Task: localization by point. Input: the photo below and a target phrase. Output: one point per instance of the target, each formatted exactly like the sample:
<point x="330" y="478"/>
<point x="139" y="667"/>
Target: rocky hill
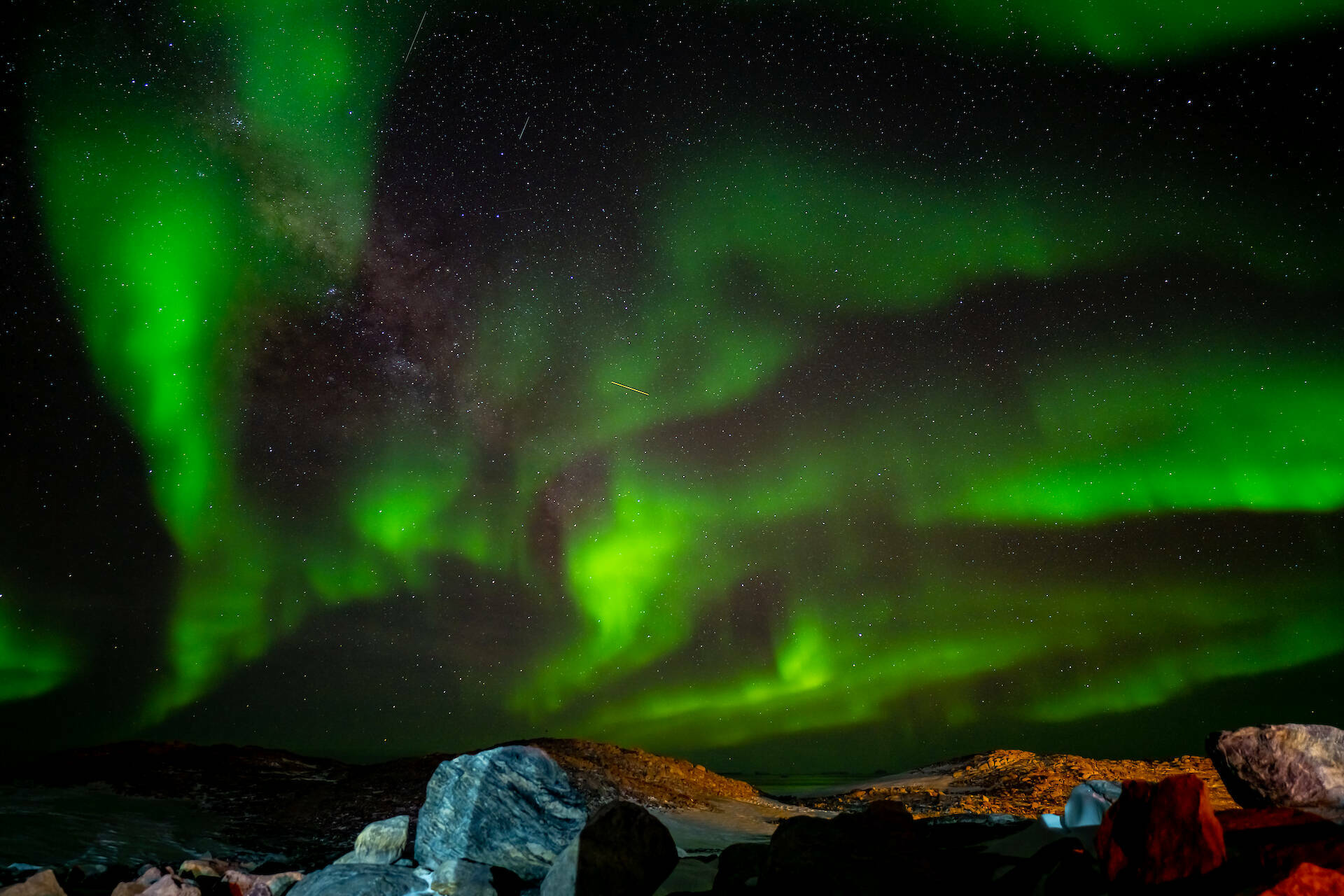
<point x="1012" y="782"/>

***

What to work on
The result should be every line of the data, reproduced exactly, with the images removed.

Written solution
Task: localization by point. Input: the photo below and a target phrase. Output: one point per instance of the target, each formatted exactly like the sample:
<point x="330" y="478"/>
<point x="139" y="667"/>
Target: rocky hill
<point x="1012" y="782"/>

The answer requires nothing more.